(Object location annotation data)
---

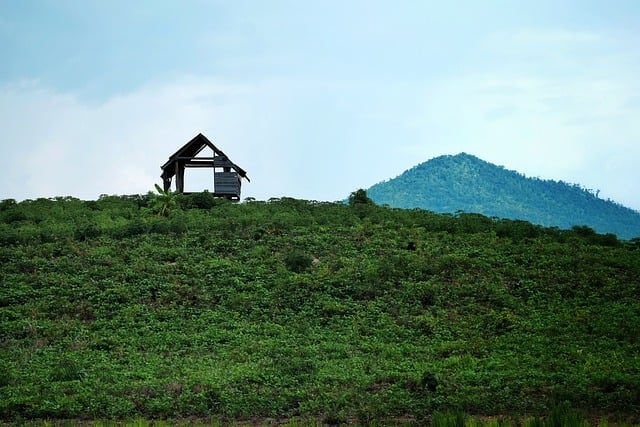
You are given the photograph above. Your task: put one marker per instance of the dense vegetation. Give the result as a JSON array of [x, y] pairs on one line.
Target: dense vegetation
[[292, 308], [466, 183]]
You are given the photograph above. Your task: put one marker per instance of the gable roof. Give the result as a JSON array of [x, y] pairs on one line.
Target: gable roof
[[190, 150]]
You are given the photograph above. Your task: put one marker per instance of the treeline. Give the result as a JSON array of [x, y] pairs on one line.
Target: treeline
[[47, 220], [172, 307]]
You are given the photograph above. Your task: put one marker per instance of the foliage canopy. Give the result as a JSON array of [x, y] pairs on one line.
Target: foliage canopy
[[299, 308]]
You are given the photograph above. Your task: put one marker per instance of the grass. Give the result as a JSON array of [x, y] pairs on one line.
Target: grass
[[299, 310]]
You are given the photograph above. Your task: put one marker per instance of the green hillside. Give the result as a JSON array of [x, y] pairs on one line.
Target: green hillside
[[292, 308], [466, 183]]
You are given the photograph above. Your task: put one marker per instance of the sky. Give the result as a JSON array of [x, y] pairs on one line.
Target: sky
[[315, 99]]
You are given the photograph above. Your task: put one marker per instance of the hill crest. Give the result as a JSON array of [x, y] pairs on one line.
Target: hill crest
[[464, 182]]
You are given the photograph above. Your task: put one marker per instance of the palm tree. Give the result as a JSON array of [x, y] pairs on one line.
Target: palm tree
[[164, 201]]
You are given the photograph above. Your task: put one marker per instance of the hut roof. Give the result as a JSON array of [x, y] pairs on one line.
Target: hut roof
[[190, 150]]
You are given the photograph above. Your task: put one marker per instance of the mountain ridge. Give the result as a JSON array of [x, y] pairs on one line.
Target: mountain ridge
[[464, 182]]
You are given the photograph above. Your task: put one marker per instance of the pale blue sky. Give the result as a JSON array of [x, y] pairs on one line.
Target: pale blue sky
[[316, 99]]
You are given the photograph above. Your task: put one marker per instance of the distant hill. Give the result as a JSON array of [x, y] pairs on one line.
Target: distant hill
[[466, 183]]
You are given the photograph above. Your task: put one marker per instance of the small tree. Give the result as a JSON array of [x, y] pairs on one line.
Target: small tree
[[163, 202]]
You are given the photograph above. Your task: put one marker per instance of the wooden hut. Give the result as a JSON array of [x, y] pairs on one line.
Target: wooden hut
[[226, 174]]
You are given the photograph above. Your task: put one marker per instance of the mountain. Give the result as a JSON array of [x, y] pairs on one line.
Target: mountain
[[466, 183]]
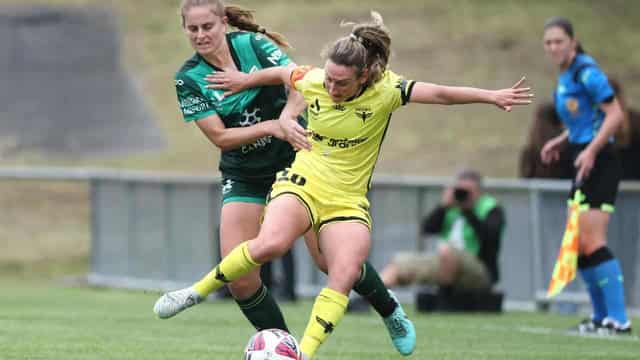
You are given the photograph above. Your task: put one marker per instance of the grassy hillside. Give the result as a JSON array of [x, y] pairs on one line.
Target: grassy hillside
[[487, 43]]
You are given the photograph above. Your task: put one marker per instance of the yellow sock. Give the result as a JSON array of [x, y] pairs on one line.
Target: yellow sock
[[327, 312], [236, 264]]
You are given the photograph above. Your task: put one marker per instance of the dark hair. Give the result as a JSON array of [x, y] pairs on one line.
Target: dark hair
[[238, 17], [546, 125], [472, 175], [566, 26], [366, 47]]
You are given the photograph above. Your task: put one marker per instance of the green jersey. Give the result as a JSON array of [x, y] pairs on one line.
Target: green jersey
[[251, 52]]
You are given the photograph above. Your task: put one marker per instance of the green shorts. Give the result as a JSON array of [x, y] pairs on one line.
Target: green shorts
[[245, 191]]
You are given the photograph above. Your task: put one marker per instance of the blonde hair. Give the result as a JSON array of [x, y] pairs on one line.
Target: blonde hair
[[368, 46], [237, 16]]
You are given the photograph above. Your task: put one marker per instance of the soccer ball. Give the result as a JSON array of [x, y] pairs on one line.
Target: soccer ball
[[272, 344]]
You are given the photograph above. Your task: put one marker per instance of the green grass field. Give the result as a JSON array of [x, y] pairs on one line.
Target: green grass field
[[51, 321]]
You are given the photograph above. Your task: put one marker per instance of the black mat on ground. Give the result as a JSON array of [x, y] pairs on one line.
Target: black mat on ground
[[64, 91]]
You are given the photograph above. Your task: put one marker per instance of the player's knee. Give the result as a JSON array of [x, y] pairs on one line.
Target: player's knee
[[346, 273], [270, 248]]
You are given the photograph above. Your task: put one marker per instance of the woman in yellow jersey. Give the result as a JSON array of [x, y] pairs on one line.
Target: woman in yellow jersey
[[249, 166], [350, 103]]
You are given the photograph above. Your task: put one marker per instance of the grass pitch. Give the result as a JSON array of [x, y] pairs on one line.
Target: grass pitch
[[50, 321]]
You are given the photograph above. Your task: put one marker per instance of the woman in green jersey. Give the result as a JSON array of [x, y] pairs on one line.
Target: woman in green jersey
[[252, 153], [350, 103]]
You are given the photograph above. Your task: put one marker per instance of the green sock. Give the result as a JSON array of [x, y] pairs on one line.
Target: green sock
[[371, 287], [262, 310]]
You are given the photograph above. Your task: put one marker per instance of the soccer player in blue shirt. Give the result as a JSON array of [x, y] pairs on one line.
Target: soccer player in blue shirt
[[587, 105]]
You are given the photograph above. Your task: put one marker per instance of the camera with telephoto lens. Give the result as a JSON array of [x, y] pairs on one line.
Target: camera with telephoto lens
[[461, 195]]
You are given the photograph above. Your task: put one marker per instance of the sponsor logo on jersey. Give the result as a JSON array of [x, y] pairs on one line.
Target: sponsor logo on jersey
[[227, 186], [275, 56], [298, 73], [572, 105], [339, 143], [250, 118], [193, 104], [364, 113], [315, 107]]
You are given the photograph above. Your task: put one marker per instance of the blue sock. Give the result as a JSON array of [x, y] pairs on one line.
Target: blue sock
[[595, 293], [609, 278]]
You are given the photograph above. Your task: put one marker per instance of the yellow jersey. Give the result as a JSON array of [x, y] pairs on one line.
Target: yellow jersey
[[346, 137]]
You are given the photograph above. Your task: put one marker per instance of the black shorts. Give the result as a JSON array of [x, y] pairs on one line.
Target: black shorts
[[601, 186]]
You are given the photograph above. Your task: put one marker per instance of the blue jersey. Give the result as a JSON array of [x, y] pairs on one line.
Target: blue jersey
[[580, 91]]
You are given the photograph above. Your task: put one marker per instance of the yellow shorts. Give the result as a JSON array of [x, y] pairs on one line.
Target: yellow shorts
[[323, 205]]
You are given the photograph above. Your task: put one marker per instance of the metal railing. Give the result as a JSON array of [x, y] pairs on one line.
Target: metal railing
[[157, 231]]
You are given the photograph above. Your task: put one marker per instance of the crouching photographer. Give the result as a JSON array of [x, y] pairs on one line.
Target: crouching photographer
[[468, 225]]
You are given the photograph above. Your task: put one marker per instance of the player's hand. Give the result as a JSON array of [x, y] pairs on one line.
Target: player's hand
[[584, 163], [275, 130], [231, 81], [294, 133], [505, 99], [551, 151]]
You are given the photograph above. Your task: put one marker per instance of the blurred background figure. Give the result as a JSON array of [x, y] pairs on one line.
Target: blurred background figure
[[592, 114], [545, 126], [627, 139], [468, 225]]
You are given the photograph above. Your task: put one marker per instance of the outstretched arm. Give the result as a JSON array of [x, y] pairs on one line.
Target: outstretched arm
[[294, 133], [427, 93], [236, 81]]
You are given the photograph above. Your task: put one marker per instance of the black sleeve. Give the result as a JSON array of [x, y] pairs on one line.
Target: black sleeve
[[432, 224], [489, 230]]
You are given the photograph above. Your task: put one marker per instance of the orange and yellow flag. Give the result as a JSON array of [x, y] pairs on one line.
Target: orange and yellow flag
[[567, 262]]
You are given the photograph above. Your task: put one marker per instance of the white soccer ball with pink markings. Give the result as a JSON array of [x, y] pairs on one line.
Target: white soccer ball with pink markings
[[272, 344]]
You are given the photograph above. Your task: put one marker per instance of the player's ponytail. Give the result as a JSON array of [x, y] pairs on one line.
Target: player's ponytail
[[566, 26], [243, 20], [238, 17], [368, 46]]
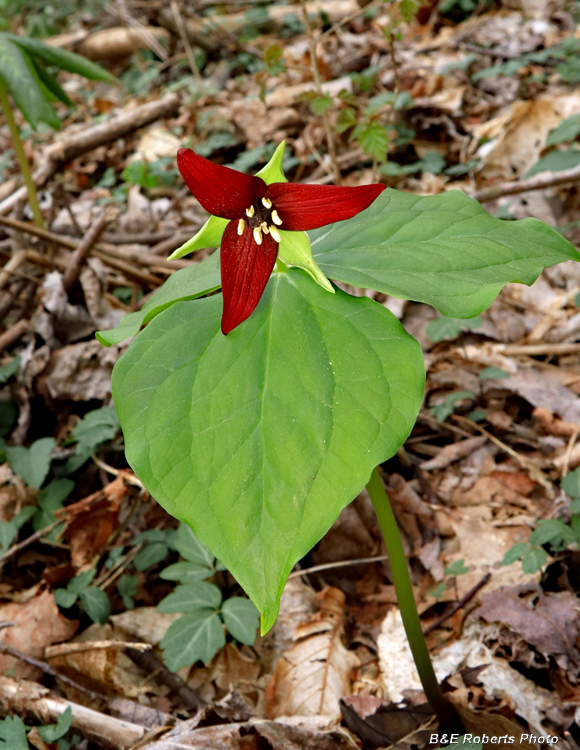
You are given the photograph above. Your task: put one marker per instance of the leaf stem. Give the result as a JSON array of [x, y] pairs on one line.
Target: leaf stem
[[21, 156], [445, 712]]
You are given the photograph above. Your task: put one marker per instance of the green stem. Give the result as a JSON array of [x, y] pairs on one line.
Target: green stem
[[444, 711], [21, 156]]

---

- _What needs to be done_
Copy out word for word the stretch of rows above, from the line that contains "of the grass." through the line that contains "[[315, 99]]", with both of those lines included.

- _Full output_
You are given the photograph above. Your task: put one marker per instance of the grass. Give the result as a JSON array of [x, y] pairs on one line.
Target: grass
[[299, 310]]
You are given the photograph above. Your task: put one marker per instance of the green hillside. Give the result as a JSON array of [x, y] pairs on one line.
Target: green hillside
[[292, 308], [466, 183]]
You are given the photograph above. Your task: put one marker per instance of the sky. Give the result as a JSON array of [x, y] pairs on one line.
Target: sky
[[315, 99]]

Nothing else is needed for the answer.